YOUR GOAL: Type out the records that follow, exactly as given.

[START OF SUPPLIED DATA]

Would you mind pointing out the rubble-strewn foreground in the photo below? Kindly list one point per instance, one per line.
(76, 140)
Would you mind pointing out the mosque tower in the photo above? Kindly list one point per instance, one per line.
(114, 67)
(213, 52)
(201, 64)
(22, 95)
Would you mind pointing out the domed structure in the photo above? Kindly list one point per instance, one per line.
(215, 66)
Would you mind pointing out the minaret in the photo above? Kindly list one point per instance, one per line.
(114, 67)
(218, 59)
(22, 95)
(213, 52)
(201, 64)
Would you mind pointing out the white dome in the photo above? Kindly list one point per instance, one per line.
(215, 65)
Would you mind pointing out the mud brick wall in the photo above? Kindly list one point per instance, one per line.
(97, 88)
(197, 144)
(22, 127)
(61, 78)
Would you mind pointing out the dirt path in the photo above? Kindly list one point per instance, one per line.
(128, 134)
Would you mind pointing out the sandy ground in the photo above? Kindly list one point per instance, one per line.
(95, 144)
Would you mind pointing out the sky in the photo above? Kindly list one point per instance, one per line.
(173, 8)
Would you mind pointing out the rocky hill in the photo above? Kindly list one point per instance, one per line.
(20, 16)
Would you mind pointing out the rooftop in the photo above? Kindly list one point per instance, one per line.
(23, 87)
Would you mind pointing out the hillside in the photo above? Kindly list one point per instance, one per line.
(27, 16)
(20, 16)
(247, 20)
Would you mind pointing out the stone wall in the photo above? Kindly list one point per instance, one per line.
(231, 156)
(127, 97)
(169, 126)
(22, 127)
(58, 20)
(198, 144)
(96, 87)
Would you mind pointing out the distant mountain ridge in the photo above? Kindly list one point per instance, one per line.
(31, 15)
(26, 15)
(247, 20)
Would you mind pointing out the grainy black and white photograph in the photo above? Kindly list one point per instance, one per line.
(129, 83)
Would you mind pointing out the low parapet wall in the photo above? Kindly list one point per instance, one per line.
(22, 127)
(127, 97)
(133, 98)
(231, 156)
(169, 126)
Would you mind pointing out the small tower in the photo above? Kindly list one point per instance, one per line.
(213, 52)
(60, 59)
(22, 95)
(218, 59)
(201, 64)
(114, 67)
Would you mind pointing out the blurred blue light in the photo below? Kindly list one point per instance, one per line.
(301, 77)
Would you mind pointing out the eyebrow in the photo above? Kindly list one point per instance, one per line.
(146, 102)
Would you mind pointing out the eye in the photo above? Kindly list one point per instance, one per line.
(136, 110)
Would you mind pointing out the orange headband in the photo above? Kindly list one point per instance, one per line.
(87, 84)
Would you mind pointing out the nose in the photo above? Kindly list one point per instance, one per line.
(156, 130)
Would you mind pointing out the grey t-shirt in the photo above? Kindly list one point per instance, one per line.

[END OF SUPPLIED DATA]

FULL SOLUTION:
Would you mind pointing out the rubble-strewn foreground in the photo below? Kindly list one point per instance, one per line.
(76, 140)
Would you mind pointing out the mosque tower in the photo above? Kindly list one point per instance, one per line.
(114, 67)
(213, 52)
(201, 64)
(22, 95)
Would you mind pointing out the domed structure in the photo above? Kindly list one point per instance, one per line.
(215, 66)
Would you mind pointing out the minaret in the photo above? Kindly list one point per instance, one per line.
(114, 67)
(218, 59)
(22, 95)
(213, 52)
(201, 64)
Would you mind pointing out the white dome in the photo above? Kindly list one point per instance, one per line.
(215, 65)
Would you mind pointing out the mud brick wall in the photo above? Kindly list one point per instance, one per line.
(97, 88)
(197, 144)
(22, 127)
(61, 78)
Would you mind pointing out the dirt path in the photo above? Kindly list one point per instance, one per line.
(128, 134)
Would you mind pointing out the sandy ground in the photo above? Kindly list one point per instance, one per line.
(95, 144)
Would you mind pointing out the sky in the photo above? Kindly list one point per instance, one per line.
(173, 8)
Would you mind pointing out the rocky hill in the photo above? Kindly list one point per instance, one per line.
(20, 16)
Would you mind pointing out the rooftop in the photo above? Kindly list one point per instance, one per line.
(23, 87)
Would you mind pointing out the hillside in the photo above? Kindly list one point per instance, one per line.
(27, 16)
(20, 16)
(247, 20)
Would you mind pointing out the stone wall in the photo above? Kindly list one point per instance, one per line.
(231, 156)
(127, 97)
(169, 126)
(22, 127)
(58, 20)
(198, 144)
(96, 87)
Would you mind pointing out the distant mountain ridge in the photo above? Kindly list one point per instance, one per line.
(31, 15)
(26, 15)
(247, 20)
Would you mind pointing out the grainy black and white photograph in the photo above? Kindly list one point per instance, one per line.
(129, 83)
Would you mind pointing out the low parapet wall in the photo above? Kindly list one point per instance, one per line.
(22, 127)
(127, 97)
(133, 98)
(231, 156)
(169, 126)
Would you mind pointing out the small tower in the photo above? Kindly list one point per instance, one per line.
(213, 52)
(60, 59)
(22, 95)
(218, 59)
(201, 64)
(114, 67)
Would you mind pointing out the blurred blue light in the photo below? Kindly list one point per instance, one per line.
(301, 77)
Would you mind pointing out the eyebrow in the photo above? Kindly list one point per instance, one per line.
(146, 102)
Would you mind pointing out the eye in the photo above? Kindly list one point per instance, one per line.
(136, 110)
Would you mind pointing out the orange headband in the photo above? Kindly list one point per instance, one per line.
(87, 84)
Would you mind pointing out the nose in the photo above? Kindly list one point per instance, one per line.
(156, 130)
Would you mind pointing out the grey t-shirt in the photo above? Kindly list one point per instance, one per line.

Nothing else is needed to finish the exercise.